**Request**
Copy every one of the records below word for word, leaving out the pictures.

**Recorded data**
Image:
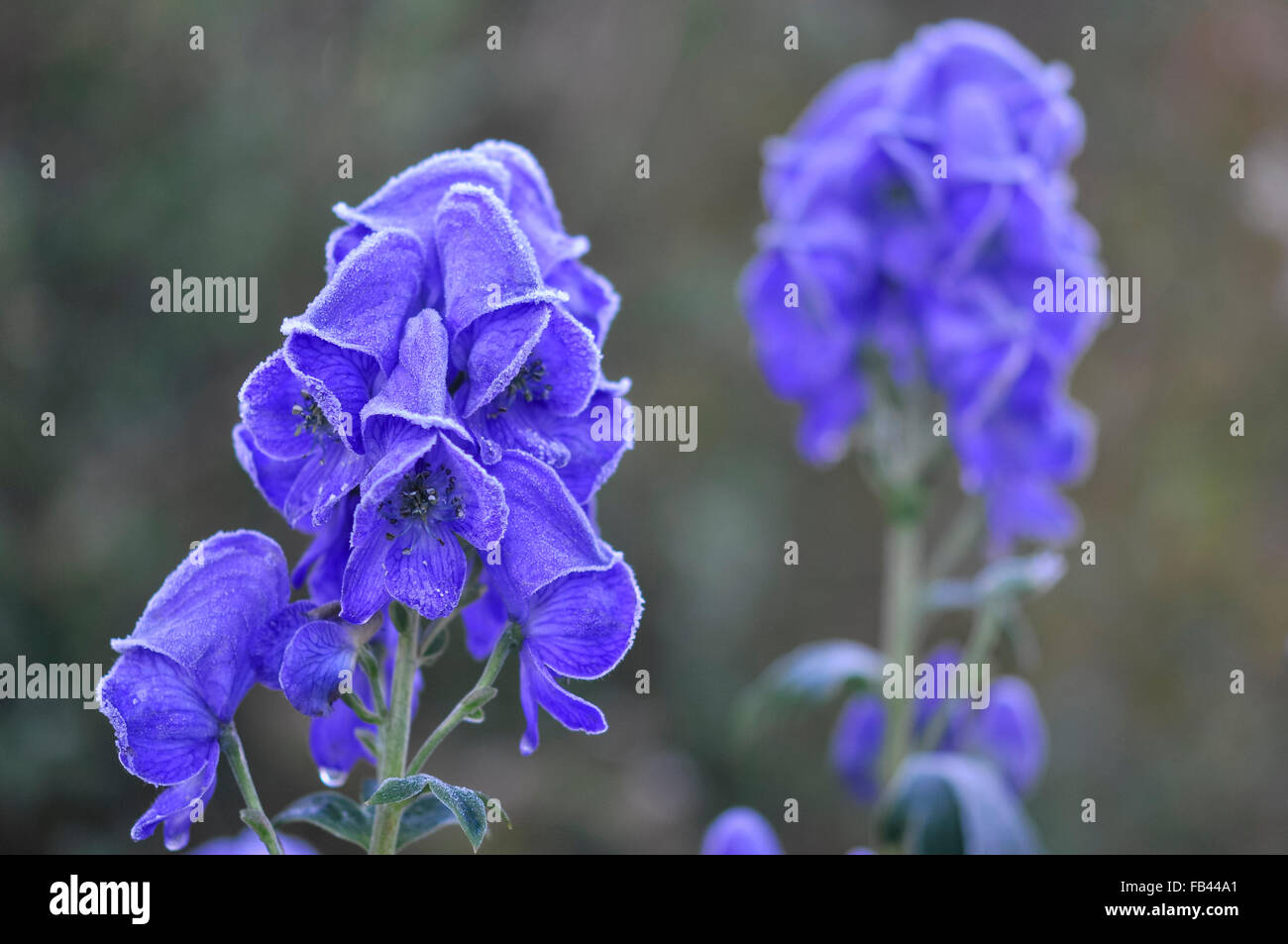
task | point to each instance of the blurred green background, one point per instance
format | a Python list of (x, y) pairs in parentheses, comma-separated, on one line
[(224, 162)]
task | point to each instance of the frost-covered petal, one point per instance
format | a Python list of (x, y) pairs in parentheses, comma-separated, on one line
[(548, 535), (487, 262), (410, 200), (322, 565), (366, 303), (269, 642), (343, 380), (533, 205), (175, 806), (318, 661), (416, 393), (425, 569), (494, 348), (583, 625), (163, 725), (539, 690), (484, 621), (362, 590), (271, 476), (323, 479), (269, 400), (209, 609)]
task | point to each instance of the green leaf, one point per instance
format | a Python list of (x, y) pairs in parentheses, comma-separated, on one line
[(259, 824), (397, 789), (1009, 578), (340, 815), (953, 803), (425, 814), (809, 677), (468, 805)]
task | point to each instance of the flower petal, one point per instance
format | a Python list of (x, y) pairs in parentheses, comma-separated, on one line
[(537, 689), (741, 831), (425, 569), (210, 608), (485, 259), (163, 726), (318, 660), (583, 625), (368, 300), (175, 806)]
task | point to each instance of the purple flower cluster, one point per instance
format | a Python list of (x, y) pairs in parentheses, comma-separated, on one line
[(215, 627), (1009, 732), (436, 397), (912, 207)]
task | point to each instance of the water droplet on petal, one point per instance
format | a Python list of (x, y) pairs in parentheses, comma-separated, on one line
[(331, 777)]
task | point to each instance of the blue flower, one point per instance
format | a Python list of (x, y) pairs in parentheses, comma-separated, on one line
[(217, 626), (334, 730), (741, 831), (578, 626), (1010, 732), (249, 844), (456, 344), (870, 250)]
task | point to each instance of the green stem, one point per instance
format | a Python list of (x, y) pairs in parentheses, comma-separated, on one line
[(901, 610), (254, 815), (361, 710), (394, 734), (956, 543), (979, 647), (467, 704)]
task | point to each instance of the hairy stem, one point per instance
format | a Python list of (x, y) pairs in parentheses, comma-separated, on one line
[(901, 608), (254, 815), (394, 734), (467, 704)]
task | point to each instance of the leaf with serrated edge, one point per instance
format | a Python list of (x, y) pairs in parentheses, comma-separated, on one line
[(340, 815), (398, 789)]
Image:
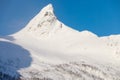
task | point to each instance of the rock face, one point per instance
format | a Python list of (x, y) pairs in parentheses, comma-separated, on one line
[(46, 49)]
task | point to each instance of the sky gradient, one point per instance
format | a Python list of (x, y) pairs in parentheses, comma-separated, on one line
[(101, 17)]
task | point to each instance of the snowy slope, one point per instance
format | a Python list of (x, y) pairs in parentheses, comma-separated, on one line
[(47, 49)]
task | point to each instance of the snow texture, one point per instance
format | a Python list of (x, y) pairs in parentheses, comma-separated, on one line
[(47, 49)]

**Response**
Image:
task | point to each instance of the blurred green background, one point per instance
format | a Python list of (x, y) pairs in parentheses, comma-separated, on one line
[(224, 162)]
task | point to each instance of the frost-covered petal, one point per instance
format | a Python list of (x, y) pairs in parentheses, comma-separated, on one line
[(548, 535), (487, 262), (410, 200), (322, 565), (366, 303), (269, 642), (343, 380), (533, 205), (175, 806), (318, 661), (416, 393), (425, 569), (494, 348), (583, 625), (163, 725), (539, 690), (484, 621), (362, 590), (271, 476), (323, 479), (269, 400), (209, 609)]
task | point to each instance of the green leaf, one point per instance
format | a Python list of (x, y) pairs in parentheses, comma-separated, on one line
[(259, 824), (397, 789), (1009, 578), (340, 815), (953, 803), (425, 814), (809, 677), (468, 805)]
task | point to each instance of the flower petal, one point per instance
format | a Python list of (x, y) pairs in parentheses, comma-separated, on one line
[(537, 689), (741, 831), (425, 569), (210, 608), (485, 259), (163, 726), (318, 660), (583, 625), (368, 300), (175, 806)]
task | point to each instance of the purple flower cluster, one point per instance
format | a Python list of (x, y) pairs in parentheses, comma-separated, on one line
[(215, 627), (1009, 732), (436, 397), (912, 207)]
task | point to each instance of the water droplet on petal, one point per instance
format | a Python list of (x, y) pairs in parentheses, comma-separated, on one line
[(331, 777)]
task | point to each instance of the blue flower, one point per instance
format | a Python list of (x, y) pairs in parentheses, comma-separated, on one line
[(217, 626), (334, 730), (741, 831), (578, 626), (1010, 732), (249, 844), (456, 344), (870, 250)]
task | point to each instance of the green stem, one point per instance
format | a Python list of (x, y) pairs in parentheses, comma-separated, on one line
[(901, 610), (254, 815), (361, 710), (394, 734), (956, 543), (979, 647), (467, 704)]
task | point to each instance of the hairy stem, one point per instance
format | a Python list of (x, y) pairs in parentheses, comma-separated, on one line
[(901, 608), (254, 815), (394, 734), (467, 704)]
task | point to each instance of the leaf with serrated edge, one point per instance
format | a Python list of (x, y) pairs in parentheses, comma-separated, on one line
[(340, 815), (398, 789)]
Image:
task | point to each instance of the rock face, one point per instance
format | a Python list of (x, y) pairs in parentheses, comma-separated, on one line
[(46, 49)]
task | point to each instance of the sky gradient, one point per instance
format | a Python list of (x, y) pairs in parentheses, comma-separated, on one line
[(101, 17)]
task | point to each instance of the snowy slope, one point per instance
format | a Python list of (x, y) pairs in parentheses, comma-separated, on one line
[(47, 49)]
task | point to each instance of the snow texture, one point per instance
format | a Python list of (x, y) pairs in parentheses, comma-separated, on one line
[(47, 49)]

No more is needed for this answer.